* TASK OBJECTIVE *
Arrange the part of the data below as a Markdown table with the columns Row and Text. Start at the line containing "each blue roof", end at the line containing "[195,313,213,329]", include both of those lines, and leave out any blank lines.

════════

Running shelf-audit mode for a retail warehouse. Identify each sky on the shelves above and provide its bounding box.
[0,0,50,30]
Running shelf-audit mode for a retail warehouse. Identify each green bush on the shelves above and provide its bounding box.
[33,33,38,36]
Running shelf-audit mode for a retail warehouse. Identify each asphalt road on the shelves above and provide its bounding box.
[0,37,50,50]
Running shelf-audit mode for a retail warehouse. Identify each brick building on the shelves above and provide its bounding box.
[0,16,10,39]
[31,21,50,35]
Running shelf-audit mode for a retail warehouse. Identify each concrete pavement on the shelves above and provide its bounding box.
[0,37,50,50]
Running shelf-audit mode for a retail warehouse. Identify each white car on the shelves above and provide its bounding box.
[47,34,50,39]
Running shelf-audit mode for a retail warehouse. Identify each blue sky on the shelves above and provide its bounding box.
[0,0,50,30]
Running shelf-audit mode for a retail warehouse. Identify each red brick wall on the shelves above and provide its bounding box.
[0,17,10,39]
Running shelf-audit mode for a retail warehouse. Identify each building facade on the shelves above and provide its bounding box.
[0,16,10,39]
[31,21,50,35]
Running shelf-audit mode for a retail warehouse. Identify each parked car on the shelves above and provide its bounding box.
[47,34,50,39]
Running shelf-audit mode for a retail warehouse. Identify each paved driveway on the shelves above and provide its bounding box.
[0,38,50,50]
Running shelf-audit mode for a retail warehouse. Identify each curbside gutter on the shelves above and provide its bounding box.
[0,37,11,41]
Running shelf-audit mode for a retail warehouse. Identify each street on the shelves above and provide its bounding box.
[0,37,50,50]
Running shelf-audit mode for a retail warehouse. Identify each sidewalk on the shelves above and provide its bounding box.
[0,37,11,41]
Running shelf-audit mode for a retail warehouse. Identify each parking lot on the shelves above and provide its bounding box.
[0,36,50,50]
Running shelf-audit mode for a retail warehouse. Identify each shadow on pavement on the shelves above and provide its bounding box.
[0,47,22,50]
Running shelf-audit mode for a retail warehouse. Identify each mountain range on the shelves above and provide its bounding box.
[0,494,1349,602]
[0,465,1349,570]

════════

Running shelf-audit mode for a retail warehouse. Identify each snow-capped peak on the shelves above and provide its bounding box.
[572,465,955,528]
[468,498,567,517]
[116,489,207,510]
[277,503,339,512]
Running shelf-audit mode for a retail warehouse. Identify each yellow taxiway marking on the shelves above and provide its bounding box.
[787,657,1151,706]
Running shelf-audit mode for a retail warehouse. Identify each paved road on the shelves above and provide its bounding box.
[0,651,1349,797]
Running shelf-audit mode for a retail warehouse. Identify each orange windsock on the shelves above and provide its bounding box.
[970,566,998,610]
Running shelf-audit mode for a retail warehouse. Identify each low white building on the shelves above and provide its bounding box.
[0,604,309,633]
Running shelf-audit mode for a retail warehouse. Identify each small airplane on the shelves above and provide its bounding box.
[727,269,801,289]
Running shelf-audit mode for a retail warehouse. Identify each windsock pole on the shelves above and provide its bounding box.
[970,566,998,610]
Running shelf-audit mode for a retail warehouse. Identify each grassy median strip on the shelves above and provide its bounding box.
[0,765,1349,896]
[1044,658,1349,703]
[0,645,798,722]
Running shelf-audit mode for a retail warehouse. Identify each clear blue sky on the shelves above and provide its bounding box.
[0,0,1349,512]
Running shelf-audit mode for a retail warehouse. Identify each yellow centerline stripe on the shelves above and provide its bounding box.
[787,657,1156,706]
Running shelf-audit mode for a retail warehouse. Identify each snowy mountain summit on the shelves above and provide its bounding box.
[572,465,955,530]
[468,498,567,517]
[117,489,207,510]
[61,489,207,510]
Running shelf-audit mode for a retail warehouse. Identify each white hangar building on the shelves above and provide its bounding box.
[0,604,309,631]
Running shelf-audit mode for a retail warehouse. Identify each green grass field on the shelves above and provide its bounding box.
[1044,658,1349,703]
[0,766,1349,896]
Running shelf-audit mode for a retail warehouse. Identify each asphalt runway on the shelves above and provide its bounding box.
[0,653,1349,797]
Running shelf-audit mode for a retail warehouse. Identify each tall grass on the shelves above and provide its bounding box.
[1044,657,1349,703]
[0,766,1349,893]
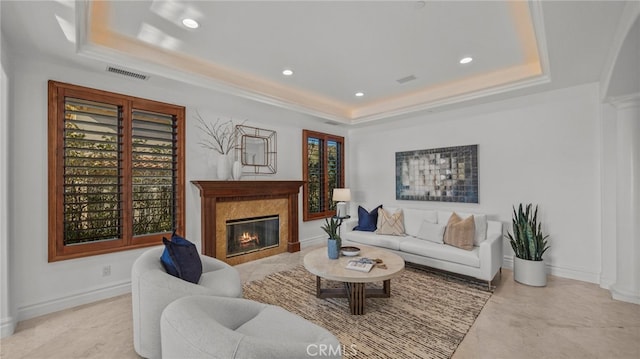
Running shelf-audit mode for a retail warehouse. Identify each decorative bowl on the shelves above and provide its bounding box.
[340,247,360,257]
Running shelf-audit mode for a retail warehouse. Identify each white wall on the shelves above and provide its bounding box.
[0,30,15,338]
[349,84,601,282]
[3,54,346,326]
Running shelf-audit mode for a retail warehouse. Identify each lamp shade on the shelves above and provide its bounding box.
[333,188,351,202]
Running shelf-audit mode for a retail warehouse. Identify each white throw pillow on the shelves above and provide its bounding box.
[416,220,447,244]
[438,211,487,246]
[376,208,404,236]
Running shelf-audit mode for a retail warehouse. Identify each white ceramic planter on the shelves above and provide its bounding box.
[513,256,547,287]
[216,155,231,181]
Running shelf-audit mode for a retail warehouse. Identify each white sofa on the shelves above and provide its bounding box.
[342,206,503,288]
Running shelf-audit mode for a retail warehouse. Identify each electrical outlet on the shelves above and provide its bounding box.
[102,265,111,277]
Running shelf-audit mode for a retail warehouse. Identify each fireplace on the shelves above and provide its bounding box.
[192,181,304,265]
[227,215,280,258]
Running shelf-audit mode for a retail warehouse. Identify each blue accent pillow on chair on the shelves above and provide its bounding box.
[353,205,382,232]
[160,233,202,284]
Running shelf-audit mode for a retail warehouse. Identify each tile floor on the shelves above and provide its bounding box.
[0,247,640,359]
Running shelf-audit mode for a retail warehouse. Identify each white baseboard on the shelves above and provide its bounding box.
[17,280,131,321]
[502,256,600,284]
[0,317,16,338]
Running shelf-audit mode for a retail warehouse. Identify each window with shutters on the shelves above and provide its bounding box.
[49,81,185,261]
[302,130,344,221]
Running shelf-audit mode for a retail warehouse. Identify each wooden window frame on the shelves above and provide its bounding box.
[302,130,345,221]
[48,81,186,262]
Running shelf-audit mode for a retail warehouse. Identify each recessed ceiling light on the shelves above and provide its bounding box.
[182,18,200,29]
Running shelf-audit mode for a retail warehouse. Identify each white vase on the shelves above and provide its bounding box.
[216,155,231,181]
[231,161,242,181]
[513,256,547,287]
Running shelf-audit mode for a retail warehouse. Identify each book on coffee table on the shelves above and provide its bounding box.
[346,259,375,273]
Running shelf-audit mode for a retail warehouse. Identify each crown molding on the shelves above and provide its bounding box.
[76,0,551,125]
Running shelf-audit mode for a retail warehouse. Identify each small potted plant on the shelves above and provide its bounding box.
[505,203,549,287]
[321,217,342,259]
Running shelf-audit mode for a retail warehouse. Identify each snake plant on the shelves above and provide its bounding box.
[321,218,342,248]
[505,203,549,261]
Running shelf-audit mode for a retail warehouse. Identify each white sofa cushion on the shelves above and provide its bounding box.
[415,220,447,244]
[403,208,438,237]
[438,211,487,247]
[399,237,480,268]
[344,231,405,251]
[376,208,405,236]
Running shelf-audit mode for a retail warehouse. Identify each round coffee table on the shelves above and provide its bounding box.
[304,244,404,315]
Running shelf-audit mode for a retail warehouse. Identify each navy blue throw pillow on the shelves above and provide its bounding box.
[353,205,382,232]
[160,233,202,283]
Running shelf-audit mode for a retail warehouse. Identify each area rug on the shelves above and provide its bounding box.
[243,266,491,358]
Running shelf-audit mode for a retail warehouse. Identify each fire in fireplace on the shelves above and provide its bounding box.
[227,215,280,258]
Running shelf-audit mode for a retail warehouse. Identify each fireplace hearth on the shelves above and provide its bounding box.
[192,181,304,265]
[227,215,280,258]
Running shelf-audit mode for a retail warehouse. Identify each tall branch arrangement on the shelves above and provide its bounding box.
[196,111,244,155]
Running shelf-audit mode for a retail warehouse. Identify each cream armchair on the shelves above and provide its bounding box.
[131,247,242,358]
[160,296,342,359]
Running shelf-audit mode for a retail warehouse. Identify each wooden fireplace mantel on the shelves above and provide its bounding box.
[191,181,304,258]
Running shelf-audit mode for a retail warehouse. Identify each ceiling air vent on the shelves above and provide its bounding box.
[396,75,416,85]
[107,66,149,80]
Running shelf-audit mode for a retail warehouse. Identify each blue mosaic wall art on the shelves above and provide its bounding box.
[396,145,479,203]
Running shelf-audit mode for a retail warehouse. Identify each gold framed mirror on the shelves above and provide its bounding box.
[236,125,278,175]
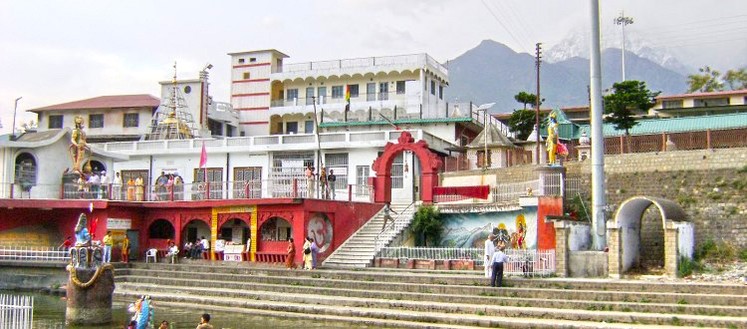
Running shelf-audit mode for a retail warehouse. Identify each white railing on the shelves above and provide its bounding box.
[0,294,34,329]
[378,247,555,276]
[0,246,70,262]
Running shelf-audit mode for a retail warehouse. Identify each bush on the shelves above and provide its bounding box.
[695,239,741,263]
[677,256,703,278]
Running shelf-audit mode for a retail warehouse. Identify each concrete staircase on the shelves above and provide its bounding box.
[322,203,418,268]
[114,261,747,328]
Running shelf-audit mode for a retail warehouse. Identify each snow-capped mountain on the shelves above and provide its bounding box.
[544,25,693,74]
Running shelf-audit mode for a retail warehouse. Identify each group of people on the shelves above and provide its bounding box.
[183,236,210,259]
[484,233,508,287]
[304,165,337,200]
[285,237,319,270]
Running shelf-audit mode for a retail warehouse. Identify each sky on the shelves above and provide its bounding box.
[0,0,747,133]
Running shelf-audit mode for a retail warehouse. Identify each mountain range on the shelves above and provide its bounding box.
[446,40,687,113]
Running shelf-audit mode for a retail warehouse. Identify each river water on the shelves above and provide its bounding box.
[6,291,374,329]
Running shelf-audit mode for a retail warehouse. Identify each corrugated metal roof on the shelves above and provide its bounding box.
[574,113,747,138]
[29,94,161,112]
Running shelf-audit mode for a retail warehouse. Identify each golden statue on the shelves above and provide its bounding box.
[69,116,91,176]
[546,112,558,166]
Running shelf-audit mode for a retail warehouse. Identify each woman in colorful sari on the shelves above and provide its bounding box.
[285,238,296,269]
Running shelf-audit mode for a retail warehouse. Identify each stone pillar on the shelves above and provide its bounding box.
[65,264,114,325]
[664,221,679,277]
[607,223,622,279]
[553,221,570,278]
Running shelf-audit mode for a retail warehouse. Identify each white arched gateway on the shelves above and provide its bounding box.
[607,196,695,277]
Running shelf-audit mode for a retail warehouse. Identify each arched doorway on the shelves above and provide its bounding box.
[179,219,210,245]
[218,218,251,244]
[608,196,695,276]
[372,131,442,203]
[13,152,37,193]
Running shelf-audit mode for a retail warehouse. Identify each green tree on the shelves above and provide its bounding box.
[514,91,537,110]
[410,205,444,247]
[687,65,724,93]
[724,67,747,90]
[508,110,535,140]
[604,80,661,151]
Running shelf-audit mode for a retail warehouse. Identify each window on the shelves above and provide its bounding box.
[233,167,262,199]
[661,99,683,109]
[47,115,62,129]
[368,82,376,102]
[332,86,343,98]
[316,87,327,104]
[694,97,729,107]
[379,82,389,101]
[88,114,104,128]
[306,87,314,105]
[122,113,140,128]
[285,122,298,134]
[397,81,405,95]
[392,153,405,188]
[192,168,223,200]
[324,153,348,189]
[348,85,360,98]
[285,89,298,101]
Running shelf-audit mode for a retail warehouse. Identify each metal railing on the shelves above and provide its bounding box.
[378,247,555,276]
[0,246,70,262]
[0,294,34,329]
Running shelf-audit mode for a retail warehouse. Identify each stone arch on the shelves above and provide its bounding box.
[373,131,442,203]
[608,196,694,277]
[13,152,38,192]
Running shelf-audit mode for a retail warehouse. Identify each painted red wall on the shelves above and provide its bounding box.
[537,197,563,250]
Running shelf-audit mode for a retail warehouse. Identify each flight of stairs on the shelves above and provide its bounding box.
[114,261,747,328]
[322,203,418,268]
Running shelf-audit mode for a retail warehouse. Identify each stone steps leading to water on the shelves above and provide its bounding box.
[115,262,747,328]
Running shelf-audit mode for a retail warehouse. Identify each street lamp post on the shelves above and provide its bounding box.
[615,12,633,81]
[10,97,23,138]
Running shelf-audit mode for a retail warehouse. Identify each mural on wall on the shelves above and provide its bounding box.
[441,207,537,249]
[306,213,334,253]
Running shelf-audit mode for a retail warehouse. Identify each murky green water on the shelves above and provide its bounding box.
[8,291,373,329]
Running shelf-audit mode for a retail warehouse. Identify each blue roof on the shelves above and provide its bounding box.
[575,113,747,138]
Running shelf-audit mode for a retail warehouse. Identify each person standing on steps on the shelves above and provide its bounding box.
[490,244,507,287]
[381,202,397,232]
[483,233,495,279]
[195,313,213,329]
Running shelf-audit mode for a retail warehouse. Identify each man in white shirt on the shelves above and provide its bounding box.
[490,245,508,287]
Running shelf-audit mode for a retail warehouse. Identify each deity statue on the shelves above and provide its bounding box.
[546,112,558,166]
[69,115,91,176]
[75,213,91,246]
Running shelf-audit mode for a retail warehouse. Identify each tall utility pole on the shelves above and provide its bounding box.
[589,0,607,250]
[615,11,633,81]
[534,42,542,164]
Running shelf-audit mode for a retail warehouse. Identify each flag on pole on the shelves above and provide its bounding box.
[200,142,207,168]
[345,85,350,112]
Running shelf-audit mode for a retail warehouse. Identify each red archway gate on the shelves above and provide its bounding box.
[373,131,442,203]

════════

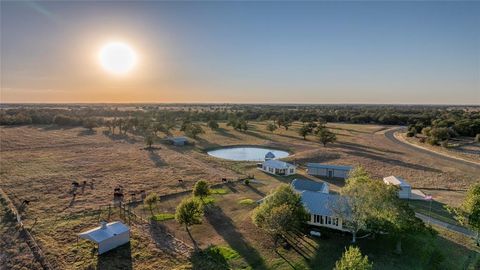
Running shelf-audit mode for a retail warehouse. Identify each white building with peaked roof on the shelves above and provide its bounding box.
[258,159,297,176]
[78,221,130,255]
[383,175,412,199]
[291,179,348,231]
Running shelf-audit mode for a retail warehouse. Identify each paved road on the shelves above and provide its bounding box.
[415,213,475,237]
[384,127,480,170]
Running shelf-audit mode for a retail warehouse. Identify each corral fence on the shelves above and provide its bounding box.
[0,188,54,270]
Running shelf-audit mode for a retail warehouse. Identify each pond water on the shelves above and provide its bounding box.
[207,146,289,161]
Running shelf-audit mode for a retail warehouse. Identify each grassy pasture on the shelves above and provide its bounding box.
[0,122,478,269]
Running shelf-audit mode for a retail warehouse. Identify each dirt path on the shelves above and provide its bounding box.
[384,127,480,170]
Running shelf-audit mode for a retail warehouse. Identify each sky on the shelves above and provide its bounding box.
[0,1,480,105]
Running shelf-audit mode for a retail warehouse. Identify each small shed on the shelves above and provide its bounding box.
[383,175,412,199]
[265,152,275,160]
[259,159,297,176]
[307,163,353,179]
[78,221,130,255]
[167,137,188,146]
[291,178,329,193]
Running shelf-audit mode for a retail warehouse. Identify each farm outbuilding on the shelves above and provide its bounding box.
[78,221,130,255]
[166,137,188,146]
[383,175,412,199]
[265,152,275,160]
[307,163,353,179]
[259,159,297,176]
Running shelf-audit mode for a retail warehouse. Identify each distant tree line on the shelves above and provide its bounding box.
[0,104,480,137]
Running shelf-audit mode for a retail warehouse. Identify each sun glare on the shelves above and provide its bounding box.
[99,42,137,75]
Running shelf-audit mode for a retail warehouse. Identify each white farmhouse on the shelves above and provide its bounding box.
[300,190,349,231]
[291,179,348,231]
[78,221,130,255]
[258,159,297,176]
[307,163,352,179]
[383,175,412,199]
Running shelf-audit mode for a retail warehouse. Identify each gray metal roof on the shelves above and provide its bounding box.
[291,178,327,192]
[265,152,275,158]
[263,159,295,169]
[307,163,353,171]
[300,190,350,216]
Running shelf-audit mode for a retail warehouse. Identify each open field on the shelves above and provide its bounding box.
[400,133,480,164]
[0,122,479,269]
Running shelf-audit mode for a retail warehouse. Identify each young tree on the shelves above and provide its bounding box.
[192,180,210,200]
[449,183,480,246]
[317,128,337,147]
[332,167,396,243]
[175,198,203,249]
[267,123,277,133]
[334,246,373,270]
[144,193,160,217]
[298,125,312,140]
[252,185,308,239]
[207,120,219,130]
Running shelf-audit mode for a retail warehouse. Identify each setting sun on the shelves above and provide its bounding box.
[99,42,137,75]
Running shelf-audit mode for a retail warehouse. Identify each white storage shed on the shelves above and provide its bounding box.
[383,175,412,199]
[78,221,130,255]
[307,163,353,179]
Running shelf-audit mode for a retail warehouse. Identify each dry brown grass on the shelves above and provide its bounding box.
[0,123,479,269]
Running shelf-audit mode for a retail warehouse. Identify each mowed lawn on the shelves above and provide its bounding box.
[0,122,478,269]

════════

* THE RESULT *
| Row | Text |
|---|---|
| 1 | Running shelf-audit mode for a retail warehouse. Identify each blue roof on the shelves above and provide its bounding box. |
| 2 | [575,113,747,138] |
| 3 | Running shelf-audit mode for a retail warehouse. Identify each person standing on steps on the shelves above and provide its bounding box. |
| 4 | [490,244,507,287] |
| 5 | [381,202,397,232] |
| 6 | [483,233,495,279] |
| 7 | [195,313,213,329] |